▶ [Aim of the exercise]: Which lines contain the word "goalie"? Copy each of them.

[Image entries on labeled regions]
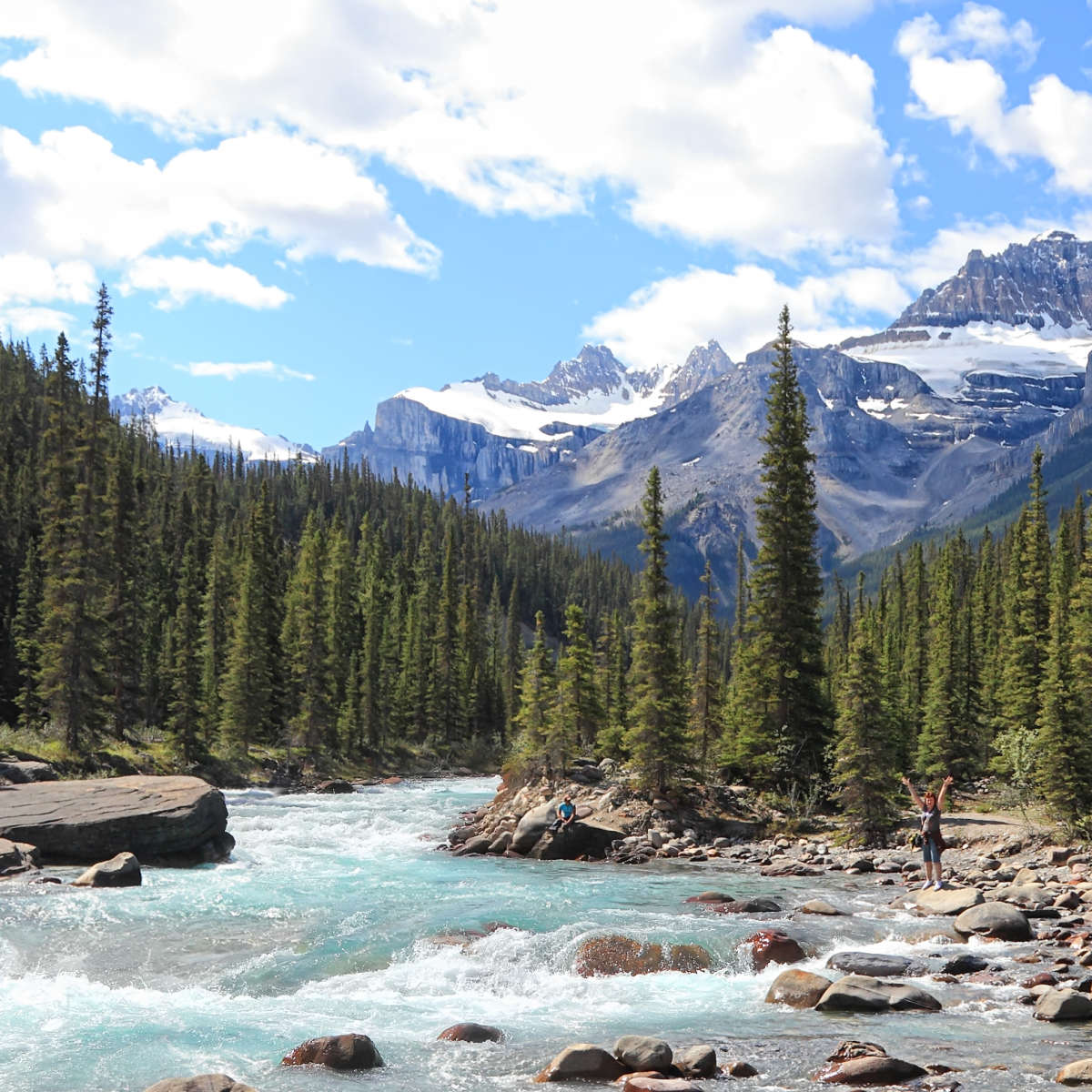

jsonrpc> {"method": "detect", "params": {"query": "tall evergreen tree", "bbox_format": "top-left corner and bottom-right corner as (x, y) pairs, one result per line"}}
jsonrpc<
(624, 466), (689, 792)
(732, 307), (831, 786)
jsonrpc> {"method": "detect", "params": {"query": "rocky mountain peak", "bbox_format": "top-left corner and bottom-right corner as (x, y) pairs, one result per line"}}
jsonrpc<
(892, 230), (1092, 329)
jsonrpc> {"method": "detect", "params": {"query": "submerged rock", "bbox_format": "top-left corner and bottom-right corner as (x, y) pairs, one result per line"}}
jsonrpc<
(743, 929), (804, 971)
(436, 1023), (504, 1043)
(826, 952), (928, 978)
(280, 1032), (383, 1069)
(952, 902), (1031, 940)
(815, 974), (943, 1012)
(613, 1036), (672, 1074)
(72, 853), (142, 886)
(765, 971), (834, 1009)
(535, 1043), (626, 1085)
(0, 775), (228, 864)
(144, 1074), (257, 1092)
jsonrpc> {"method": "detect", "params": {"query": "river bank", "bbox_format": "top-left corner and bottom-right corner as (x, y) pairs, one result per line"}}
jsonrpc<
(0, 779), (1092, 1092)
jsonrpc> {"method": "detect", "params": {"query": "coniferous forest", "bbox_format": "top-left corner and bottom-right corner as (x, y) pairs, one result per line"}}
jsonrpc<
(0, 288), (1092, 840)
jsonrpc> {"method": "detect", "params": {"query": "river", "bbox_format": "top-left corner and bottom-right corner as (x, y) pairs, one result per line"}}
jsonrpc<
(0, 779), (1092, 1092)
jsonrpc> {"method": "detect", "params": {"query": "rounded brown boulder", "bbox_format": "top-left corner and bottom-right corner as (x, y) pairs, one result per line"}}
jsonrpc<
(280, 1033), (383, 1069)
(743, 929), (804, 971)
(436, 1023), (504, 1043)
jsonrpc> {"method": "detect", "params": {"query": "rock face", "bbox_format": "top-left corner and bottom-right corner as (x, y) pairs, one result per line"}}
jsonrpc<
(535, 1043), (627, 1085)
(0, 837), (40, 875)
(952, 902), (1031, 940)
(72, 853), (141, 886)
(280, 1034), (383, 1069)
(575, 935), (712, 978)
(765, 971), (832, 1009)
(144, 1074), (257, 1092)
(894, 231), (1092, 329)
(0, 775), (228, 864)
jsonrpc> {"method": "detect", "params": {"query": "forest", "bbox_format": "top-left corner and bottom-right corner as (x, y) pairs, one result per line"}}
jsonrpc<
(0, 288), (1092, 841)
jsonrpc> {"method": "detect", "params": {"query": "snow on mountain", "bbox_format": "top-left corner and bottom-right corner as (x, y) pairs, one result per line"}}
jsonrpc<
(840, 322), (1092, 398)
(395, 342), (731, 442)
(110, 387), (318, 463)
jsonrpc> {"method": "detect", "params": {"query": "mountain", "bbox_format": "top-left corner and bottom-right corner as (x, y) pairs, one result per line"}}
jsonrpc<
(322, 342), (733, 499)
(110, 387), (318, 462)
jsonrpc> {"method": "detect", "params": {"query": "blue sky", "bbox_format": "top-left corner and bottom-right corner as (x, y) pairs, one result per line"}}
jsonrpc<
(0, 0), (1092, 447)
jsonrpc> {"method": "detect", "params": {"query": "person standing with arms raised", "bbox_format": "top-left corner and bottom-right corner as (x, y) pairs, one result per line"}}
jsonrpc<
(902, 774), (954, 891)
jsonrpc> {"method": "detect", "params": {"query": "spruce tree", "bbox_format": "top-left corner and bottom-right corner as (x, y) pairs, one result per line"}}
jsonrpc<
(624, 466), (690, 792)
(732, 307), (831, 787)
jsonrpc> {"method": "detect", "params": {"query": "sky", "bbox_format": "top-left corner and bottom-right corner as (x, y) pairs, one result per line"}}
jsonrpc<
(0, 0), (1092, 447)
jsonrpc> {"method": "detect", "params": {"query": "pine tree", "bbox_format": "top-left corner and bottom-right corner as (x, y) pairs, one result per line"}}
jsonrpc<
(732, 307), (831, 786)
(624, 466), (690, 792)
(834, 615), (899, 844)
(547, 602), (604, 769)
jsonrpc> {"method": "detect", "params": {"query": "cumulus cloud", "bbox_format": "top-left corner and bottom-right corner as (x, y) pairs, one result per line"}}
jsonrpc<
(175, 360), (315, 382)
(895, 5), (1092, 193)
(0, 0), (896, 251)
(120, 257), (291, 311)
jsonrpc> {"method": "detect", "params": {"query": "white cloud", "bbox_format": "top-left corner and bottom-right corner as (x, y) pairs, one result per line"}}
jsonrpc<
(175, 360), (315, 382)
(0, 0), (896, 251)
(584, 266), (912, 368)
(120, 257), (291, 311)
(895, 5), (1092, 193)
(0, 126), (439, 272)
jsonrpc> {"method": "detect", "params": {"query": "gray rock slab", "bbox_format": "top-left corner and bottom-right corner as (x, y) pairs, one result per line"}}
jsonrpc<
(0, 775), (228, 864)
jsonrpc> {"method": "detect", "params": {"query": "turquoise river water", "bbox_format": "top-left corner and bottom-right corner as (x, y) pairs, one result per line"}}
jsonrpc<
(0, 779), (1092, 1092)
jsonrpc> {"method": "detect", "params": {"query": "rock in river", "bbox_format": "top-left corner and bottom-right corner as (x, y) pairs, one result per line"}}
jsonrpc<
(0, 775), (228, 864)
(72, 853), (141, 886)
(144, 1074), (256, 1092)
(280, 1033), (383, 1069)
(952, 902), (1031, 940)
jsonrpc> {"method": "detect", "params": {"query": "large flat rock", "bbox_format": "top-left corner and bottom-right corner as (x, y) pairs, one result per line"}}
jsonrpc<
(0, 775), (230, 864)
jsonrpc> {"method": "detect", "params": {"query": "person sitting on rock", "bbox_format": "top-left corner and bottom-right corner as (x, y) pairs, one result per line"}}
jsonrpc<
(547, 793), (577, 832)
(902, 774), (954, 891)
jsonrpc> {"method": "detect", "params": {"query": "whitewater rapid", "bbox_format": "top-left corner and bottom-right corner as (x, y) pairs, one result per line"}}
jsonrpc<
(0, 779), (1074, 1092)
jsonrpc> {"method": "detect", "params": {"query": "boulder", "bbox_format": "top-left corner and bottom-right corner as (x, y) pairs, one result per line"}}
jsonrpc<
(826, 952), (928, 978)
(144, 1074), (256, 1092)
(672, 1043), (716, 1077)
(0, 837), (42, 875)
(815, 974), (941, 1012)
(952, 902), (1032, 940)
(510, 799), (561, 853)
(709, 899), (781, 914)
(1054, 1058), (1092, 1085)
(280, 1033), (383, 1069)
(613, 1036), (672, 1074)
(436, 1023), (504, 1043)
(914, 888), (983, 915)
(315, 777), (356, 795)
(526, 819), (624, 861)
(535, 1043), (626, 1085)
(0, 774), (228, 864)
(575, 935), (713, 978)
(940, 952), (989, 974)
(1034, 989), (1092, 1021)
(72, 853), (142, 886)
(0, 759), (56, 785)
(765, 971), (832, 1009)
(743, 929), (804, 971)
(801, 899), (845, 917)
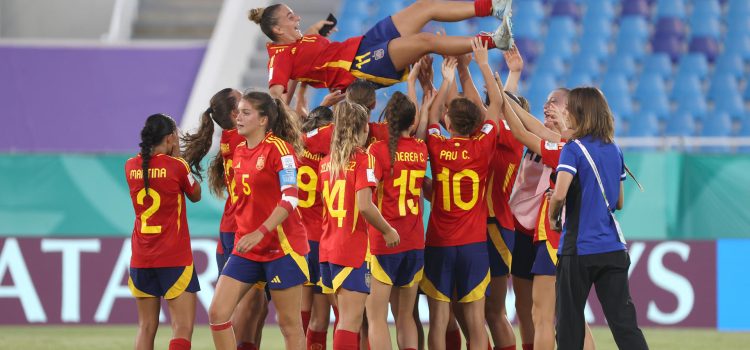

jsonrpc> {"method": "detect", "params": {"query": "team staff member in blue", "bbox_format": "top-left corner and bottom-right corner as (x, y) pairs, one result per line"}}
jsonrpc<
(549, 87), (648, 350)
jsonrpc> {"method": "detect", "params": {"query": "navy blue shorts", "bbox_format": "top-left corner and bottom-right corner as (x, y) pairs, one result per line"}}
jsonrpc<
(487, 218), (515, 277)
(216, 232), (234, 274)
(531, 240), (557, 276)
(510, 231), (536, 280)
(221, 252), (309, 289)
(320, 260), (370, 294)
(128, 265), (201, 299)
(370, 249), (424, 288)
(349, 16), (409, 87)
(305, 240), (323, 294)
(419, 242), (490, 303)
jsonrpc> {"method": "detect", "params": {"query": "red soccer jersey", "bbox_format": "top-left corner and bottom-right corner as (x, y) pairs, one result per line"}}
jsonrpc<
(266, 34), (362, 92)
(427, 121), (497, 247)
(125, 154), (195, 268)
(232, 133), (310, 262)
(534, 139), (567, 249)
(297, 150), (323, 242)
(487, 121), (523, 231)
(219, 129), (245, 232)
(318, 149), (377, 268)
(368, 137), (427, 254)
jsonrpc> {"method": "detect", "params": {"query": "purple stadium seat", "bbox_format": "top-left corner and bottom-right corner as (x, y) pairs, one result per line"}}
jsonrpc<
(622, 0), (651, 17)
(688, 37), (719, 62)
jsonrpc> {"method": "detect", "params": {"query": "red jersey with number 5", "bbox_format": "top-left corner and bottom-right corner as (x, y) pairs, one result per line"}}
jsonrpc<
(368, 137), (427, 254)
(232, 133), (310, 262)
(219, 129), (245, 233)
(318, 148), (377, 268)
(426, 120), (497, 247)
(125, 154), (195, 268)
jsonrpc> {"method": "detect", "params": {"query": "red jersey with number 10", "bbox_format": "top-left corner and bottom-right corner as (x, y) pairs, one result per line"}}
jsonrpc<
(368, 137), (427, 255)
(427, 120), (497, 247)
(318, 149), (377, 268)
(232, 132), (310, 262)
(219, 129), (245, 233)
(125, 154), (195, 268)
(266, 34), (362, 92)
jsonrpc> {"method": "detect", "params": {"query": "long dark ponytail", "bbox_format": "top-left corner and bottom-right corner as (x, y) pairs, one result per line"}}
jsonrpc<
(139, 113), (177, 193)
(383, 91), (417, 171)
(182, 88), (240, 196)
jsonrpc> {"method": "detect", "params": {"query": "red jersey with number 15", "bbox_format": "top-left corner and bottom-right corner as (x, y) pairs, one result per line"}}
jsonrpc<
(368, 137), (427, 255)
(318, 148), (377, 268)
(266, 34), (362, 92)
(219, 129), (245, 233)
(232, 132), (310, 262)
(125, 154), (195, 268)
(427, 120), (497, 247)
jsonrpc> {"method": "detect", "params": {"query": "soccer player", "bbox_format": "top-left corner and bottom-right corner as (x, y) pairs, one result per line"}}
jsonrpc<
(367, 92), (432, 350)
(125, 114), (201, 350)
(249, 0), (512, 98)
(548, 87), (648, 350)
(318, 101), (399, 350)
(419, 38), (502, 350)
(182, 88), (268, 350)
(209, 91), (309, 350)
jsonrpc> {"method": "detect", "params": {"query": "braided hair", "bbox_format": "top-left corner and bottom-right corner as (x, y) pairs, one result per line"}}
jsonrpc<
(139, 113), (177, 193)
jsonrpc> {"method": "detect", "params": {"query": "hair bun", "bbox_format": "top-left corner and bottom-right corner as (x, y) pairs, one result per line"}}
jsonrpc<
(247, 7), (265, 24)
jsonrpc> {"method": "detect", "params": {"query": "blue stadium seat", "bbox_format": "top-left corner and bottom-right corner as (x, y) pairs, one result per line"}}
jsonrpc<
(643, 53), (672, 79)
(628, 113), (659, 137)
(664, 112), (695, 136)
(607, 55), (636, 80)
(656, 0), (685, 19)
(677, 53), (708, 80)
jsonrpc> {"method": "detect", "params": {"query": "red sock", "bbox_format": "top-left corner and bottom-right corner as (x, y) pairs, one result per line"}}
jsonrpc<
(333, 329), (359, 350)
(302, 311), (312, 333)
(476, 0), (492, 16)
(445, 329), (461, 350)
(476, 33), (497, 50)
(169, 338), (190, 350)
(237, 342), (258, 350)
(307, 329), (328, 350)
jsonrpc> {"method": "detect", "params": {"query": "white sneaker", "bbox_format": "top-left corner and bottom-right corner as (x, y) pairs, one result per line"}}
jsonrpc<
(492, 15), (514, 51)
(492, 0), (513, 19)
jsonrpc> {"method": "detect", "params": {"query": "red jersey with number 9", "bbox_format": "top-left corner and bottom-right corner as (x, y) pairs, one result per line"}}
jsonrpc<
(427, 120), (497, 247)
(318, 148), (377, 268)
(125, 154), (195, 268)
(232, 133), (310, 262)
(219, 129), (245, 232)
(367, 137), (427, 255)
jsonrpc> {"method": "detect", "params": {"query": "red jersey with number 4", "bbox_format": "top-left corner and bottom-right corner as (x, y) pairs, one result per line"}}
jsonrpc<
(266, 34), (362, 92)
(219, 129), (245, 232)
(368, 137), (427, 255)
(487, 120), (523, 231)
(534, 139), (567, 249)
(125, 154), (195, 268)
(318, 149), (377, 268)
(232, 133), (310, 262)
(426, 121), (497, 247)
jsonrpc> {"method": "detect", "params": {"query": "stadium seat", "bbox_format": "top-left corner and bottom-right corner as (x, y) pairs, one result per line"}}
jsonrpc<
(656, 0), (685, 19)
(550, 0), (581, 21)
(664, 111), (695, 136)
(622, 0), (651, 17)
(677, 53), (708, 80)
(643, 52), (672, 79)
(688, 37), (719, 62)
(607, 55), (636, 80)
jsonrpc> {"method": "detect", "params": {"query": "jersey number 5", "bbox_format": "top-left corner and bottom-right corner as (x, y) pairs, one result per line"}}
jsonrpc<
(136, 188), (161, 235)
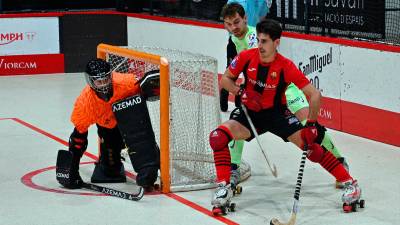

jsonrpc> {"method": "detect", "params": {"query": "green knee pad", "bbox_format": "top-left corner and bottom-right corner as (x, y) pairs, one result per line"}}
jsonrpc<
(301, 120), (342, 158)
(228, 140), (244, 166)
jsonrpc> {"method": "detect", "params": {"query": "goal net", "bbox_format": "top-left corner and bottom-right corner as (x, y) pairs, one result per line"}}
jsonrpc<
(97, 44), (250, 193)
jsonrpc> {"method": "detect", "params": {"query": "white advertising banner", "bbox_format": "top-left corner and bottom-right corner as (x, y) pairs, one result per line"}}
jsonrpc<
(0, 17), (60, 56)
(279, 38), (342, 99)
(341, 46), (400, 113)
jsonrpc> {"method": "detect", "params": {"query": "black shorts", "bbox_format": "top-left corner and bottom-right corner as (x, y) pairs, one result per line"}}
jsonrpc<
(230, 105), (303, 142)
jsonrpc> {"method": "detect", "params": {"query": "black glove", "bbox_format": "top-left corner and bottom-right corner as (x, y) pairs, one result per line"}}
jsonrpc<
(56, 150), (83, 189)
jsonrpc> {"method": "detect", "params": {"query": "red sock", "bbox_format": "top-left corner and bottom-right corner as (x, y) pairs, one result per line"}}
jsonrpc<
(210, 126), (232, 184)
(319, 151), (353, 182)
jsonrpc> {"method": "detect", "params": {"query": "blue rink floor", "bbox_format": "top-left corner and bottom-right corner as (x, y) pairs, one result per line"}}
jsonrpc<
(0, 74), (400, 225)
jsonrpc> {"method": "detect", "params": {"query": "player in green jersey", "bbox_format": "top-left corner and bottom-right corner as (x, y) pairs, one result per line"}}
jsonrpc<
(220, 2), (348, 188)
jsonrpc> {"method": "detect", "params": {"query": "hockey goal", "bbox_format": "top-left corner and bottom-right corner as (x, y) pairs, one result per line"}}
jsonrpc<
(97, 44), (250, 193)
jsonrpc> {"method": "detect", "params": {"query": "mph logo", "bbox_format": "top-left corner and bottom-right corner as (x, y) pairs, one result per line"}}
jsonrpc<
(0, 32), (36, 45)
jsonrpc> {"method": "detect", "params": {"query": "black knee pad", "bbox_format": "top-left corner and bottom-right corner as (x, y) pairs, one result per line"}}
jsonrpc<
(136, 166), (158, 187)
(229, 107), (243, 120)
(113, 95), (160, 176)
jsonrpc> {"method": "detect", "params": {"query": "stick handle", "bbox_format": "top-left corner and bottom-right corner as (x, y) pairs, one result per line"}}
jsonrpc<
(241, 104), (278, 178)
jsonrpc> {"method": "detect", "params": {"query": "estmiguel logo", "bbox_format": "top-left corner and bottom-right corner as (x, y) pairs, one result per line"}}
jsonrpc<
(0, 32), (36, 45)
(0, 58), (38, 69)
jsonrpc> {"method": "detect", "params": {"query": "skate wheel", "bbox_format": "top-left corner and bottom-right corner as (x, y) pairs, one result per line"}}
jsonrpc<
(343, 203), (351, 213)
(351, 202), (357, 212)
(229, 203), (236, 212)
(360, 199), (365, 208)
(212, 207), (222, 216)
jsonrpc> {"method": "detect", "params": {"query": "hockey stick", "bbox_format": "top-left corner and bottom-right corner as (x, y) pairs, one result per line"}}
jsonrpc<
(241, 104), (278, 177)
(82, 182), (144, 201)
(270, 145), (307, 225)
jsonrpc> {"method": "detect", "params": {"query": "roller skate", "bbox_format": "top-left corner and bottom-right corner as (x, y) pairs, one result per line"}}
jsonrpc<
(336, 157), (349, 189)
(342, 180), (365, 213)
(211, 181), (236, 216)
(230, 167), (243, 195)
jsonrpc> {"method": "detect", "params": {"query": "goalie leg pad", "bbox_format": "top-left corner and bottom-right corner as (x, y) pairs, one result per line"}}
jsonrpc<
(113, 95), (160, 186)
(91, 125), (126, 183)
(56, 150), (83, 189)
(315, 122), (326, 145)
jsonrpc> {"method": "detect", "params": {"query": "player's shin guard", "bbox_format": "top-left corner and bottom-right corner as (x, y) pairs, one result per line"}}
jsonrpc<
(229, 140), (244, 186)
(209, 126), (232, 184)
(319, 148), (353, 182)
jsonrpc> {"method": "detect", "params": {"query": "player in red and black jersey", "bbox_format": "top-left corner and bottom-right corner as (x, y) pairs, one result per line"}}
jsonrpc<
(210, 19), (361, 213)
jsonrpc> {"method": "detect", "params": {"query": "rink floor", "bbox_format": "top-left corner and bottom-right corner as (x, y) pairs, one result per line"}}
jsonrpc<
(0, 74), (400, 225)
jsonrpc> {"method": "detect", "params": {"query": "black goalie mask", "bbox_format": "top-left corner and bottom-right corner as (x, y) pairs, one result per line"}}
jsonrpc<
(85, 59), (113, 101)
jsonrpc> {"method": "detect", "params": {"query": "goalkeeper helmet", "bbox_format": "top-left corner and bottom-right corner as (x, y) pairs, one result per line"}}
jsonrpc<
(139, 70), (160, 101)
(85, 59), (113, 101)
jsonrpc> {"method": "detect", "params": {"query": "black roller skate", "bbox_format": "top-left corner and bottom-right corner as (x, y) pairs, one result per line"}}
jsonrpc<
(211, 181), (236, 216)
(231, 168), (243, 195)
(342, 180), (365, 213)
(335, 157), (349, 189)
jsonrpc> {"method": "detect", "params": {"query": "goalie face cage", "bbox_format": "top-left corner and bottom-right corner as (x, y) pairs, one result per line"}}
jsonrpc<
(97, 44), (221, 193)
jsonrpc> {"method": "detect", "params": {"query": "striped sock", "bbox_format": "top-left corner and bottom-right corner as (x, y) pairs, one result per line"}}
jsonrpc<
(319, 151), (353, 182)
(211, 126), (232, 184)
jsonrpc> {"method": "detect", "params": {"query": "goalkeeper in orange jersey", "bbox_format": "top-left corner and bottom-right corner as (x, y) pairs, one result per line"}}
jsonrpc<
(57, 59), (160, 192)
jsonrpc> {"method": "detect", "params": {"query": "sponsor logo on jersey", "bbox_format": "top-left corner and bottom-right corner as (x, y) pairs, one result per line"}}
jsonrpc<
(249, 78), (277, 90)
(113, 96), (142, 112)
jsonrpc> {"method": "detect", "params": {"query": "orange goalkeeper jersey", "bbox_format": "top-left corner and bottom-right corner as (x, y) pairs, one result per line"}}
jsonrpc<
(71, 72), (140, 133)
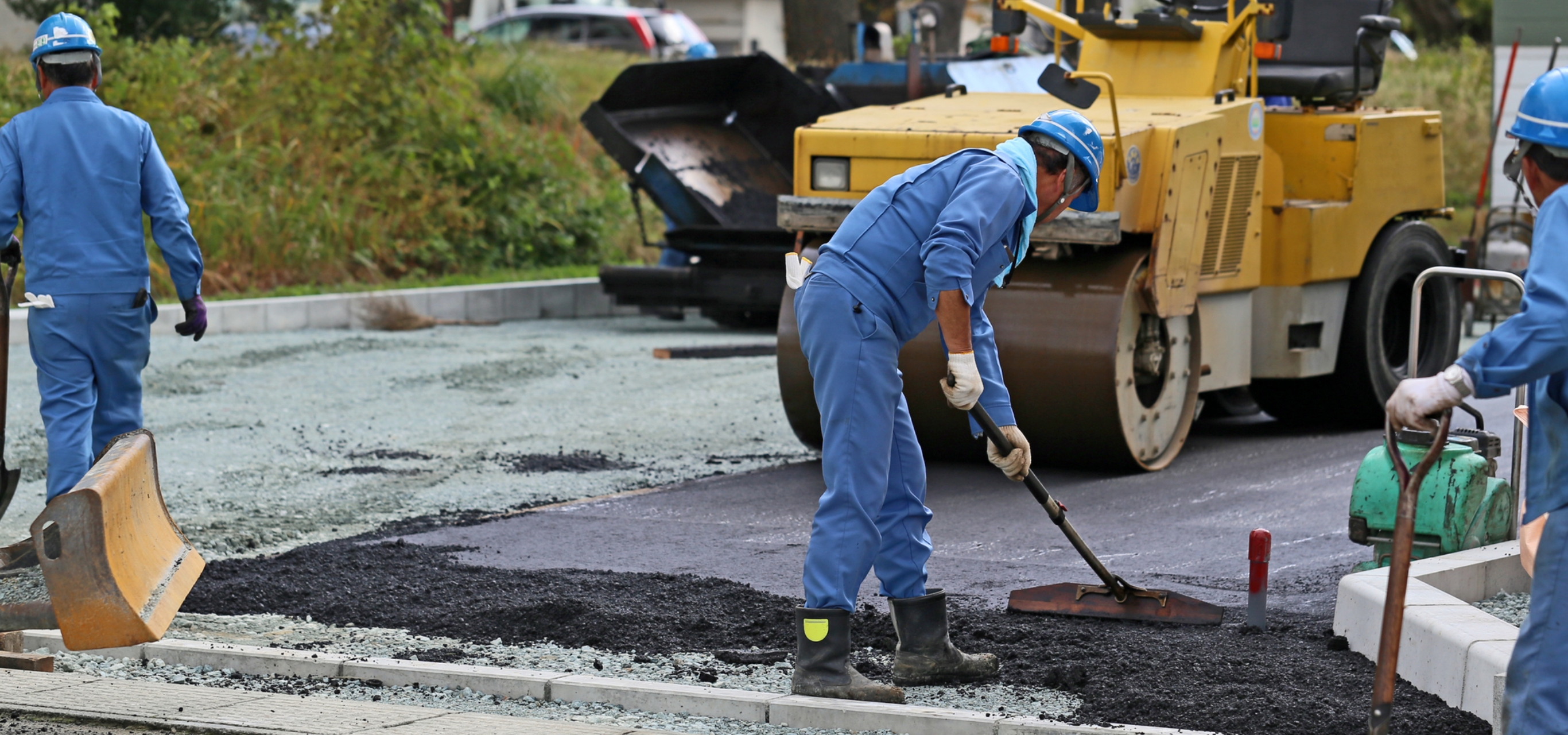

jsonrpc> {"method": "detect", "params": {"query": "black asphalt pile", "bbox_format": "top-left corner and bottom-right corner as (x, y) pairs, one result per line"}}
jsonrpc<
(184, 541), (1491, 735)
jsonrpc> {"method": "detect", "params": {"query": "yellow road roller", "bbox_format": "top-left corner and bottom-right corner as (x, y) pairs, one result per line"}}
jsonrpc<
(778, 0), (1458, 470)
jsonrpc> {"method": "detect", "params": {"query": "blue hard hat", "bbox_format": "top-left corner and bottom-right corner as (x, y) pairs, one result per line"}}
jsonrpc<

▶ [Written solution]:
jsonrpc> {"method": "detect", "params": {"query": "goalie leg pad", "bbox_format": "top-left corner and bottom-right corner as (x, y) pairs, one result per line"}}
jsonrpc> {"method": "detect", "params": {"query": "black goalie mask", "bbox_format": "top-left corner and bottom-right corner as (x, y) pairs, one result per line"}}
jsonrpc> {"method": "detect", "params": {"query": "goalie face cage", "bbox_format": "top-left corner and bottom-right corner as (x, y) pairs, one result per line"}}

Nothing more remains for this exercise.